Recorded data:
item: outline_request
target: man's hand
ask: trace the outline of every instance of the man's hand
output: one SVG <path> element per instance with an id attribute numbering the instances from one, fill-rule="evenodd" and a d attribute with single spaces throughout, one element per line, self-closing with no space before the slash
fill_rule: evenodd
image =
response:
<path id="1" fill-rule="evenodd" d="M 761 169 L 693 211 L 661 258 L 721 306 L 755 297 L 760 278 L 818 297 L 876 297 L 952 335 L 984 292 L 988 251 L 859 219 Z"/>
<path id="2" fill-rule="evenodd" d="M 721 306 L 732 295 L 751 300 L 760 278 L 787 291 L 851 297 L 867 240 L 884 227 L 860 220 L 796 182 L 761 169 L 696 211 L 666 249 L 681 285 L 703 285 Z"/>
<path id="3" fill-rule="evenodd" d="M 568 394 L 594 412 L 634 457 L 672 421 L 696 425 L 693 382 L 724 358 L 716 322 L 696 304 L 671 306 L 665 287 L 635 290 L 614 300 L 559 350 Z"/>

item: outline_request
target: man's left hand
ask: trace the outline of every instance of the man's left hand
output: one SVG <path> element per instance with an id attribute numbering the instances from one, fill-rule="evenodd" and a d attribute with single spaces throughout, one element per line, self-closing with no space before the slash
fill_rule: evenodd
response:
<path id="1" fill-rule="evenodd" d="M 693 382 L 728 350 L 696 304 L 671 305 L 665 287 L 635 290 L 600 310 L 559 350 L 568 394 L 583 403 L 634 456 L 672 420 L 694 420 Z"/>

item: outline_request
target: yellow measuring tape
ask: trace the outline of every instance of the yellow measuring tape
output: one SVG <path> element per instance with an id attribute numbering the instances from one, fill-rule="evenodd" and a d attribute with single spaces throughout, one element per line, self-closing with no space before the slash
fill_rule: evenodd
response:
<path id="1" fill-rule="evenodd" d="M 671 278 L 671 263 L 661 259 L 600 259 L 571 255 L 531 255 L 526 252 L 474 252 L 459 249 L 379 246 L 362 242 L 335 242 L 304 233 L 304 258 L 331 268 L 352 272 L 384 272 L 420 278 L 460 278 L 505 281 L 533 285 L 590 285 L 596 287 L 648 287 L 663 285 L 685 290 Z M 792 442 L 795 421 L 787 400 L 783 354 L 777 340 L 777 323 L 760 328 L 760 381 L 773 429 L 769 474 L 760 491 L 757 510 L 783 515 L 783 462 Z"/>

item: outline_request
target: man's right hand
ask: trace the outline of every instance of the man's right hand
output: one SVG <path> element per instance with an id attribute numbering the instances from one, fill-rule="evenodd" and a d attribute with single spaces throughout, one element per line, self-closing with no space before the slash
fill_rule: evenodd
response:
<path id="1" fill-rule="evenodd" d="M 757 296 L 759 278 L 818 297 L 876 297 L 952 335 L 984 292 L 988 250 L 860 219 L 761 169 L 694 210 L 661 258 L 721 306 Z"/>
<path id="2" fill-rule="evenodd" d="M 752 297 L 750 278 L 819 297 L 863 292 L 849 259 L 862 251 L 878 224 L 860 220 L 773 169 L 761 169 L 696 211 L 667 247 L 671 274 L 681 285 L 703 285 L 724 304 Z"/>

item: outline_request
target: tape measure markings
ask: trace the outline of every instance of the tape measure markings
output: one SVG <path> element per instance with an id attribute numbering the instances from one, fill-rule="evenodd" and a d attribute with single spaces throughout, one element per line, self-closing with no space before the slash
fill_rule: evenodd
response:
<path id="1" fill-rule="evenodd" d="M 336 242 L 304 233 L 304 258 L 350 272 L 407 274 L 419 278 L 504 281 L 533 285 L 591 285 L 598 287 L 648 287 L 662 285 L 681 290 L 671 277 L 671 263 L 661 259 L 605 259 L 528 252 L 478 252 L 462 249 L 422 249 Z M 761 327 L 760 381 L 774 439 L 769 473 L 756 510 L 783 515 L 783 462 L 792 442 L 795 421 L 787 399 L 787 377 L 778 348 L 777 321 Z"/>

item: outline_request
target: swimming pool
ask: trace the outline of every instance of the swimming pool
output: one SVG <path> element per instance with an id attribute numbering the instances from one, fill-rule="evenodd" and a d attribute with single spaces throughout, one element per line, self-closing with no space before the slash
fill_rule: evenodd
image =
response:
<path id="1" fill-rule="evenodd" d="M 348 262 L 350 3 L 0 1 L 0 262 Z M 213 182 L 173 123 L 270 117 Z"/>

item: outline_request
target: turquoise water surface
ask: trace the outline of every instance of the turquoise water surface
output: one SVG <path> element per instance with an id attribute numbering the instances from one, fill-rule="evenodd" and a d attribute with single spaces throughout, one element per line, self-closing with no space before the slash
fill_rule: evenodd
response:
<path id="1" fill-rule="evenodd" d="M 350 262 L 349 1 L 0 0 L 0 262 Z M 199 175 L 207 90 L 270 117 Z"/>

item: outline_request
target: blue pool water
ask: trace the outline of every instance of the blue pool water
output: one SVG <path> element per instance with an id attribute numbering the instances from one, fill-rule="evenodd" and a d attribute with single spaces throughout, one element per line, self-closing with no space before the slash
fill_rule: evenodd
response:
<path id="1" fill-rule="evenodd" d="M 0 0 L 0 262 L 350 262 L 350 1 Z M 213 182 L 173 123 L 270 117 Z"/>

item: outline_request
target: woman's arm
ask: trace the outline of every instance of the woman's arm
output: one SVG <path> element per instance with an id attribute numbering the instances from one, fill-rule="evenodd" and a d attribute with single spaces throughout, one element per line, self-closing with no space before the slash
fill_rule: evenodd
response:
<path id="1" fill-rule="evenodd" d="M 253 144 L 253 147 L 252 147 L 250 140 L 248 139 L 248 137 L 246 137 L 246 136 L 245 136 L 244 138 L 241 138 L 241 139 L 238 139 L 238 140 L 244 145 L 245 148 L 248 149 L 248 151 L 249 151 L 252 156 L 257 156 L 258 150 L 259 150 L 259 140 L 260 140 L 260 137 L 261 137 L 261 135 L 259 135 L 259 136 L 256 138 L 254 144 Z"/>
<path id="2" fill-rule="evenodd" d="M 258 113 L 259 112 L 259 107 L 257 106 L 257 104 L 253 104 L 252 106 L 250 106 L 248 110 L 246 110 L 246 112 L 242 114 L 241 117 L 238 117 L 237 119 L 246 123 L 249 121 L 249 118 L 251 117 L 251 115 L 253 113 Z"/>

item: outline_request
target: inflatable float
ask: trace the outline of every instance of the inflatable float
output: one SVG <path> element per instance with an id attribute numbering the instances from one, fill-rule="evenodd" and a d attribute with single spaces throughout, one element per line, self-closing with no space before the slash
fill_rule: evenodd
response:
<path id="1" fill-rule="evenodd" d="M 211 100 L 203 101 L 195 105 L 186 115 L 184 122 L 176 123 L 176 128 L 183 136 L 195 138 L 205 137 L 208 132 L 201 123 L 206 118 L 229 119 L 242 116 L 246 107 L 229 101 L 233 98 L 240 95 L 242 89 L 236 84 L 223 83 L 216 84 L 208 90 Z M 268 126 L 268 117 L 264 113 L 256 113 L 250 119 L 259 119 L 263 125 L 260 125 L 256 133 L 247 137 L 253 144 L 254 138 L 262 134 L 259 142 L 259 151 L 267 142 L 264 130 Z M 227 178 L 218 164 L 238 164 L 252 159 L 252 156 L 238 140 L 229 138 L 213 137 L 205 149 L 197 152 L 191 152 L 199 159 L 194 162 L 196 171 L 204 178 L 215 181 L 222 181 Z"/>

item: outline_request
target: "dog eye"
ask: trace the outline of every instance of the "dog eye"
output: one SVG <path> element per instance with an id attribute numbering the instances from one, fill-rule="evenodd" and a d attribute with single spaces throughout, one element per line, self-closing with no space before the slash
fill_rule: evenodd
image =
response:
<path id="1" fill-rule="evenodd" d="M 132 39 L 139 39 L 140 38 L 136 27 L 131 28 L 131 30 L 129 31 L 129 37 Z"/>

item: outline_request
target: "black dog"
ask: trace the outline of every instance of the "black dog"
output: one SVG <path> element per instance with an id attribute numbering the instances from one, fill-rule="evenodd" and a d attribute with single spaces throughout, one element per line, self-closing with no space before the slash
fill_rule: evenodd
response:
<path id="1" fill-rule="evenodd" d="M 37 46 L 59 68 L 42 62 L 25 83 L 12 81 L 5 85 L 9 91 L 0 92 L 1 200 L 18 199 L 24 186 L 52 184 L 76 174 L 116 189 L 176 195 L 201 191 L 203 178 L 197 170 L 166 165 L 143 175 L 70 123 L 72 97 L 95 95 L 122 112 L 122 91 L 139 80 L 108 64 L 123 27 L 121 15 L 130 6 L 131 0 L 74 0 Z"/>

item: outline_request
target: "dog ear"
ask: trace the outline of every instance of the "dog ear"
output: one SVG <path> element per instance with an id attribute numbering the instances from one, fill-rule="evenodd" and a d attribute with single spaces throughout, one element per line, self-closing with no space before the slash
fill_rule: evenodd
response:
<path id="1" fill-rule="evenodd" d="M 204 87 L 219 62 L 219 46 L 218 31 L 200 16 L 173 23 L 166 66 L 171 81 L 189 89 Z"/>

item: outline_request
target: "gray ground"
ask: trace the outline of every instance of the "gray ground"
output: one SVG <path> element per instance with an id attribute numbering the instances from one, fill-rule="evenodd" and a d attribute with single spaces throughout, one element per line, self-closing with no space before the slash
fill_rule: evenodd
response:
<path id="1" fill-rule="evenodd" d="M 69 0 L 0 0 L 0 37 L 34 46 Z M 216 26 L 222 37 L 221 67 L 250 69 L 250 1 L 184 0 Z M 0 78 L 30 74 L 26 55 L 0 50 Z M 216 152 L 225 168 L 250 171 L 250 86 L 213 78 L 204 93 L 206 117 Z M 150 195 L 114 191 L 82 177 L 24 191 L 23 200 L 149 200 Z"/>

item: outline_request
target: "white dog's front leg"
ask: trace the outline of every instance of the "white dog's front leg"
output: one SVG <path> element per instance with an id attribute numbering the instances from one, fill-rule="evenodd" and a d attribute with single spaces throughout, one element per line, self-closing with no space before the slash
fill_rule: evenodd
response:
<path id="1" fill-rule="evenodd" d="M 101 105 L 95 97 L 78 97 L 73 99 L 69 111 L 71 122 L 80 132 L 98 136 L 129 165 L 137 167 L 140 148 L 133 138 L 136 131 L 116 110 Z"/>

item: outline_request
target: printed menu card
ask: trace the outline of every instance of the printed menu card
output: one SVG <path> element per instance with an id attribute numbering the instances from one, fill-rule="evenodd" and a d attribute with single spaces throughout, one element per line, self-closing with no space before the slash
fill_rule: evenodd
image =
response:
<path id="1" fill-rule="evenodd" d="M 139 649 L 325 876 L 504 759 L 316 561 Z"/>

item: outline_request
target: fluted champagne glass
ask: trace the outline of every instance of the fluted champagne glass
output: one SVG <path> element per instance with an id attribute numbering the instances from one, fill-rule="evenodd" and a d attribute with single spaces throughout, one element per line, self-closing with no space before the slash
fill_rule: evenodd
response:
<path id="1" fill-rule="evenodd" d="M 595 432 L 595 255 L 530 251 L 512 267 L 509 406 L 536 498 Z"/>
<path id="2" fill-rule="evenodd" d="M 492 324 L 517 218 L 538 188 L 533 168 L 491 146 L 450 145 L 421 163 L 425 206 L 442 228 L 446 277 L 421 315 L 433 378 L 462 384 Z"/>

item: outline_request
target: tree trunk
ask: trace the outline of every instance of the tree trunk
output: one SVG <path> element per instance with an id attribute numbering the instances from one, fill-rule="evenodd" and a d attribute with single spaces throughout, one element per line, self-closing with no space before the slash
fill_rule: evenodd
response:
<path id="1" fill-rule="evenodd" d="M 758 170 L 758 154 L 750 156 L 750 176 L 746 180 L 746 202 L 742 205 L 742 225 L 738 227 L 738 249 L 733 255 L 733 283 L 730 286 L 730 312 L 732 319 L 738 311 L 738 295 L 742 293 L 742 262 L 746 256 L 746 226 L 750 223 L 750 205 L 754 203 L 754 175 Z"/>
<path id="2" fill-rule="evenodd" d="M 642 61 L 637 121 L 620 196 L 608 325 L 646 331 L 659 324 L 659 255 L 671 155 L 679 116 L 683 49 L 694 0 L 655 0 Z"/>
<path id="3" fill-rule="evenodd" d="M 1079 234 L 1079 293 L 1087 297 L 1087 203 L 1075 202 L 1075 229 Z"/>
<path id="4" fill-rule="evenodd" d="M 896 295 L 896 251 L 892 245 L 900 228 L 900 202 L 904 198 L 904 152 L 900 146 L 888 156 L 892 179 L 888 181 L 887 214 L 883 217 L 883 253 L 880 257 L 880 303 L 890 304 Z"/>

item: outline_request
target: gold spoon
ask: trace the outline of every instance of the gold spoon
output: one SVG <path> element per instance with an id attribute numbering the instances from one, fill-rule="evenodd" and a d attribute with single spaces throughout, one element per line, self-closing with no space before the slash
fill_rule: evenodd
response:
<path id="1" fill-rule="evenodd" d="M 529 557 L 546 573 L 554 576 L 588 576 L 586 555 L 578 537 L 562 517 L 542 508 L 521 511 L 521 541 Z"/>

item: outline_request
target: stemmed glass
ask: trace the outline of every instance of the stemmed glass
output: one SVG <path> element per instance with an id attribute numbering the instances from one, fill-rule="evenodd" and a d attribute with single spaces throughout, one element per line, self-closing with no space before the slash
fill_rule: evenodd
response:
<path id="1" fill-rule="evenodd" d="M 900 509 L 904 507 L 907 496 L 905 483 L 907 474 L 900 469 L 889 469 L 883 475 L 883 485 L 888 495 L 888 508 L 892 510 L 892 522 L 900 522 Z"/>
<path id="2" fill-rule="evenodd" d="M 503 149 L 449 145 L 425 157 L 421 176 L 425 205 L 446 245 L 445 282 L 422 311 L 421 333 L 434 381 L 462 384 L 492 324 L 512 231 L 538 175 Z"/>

TASK DETAILS -
Rewrite the listing from its first line through the line that contains "721 306 L 732", changing "man's hand" to "man's palm" and leaving everything else the same.

RESULT -
item: outline_request
target: man's palm
ask: trace the outline of every instance of the man's palm
output: one SVG <path> element per instance with an id attribute numbering the instances from one, fill-rule="evenodd" and a d attribute with single spaces throughout, one element per line, self-closing with no space before the slash
fill_rule: evenodd
image =
response:
<path id="1" fill-rule="evenodd" d="M 761 169 L 693 211 L 661 258 L 721 306 L 755 297 L 760 278 L 818 297 L 876 297 L 952 335 L 984 292 L 988 251 L 859 219 Z"/>
<path id="2" fill-rule="evenodd" d="M 721 306 L 732 295 L 751 300 L 760 278 L 787 291 L 851 297 L 867 240 L 884 227 L 860 220 L 796 182 L 761 169 L 696 211 L 666 249 L 681 285 L 703 285 Z"/>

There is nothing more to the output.